> _Image point grounding data_
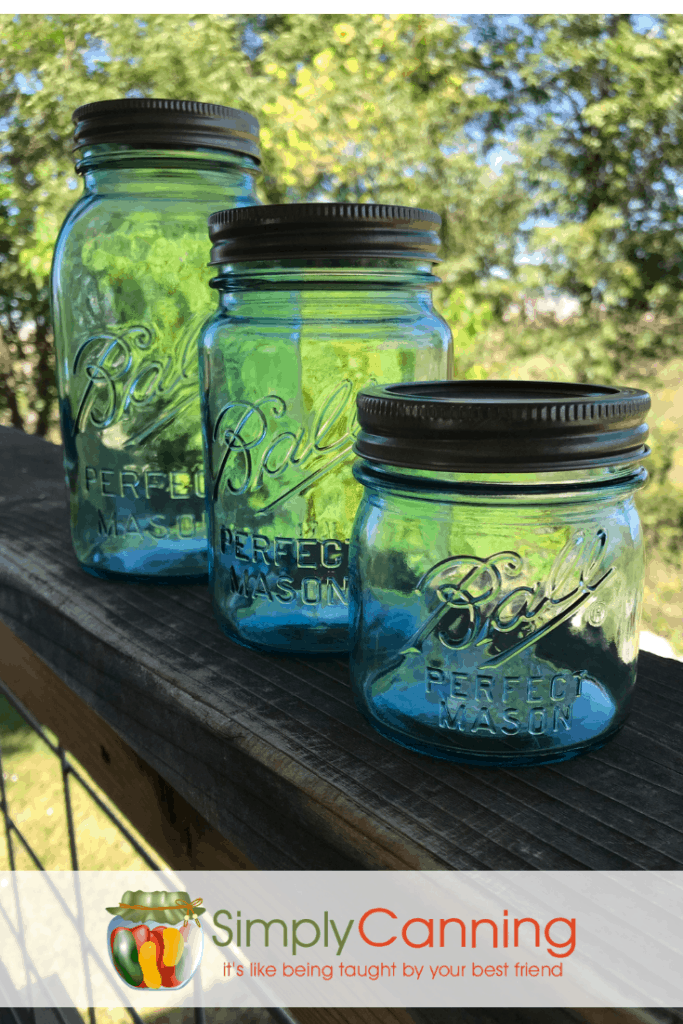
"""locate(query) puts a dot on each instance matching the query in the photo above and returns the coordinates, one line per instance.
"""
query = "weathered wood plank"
(270, 751)
(162, 816)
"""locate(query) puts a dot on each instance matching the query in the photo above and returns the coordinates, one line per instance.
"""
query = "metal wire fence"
(15, 838)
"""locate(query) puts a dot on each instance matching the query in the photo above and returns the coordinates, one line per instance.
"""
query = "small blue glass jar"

> _Task to complete_
The preceding entries are to be written out again exactly, with the pictures removed.

> _Reply to the exercise_
"""locate(query) puts a dot on each instance matching the query in the photo above and returns the coordinates, one line per instance.
"""
query = "weathered wood plank"
(270, 751)
(162, 816)
"""locate(query) puts a dot on each instance matching the query in the photo above and returns the coordinates, one line per instance.
"""
query = "metal wire fence"
(15, 838)
"""locate(query) puts a dot on each instance matching the query in the photo above and returns the coordinates, one line per instance.
"""
query = "small blue glass jar"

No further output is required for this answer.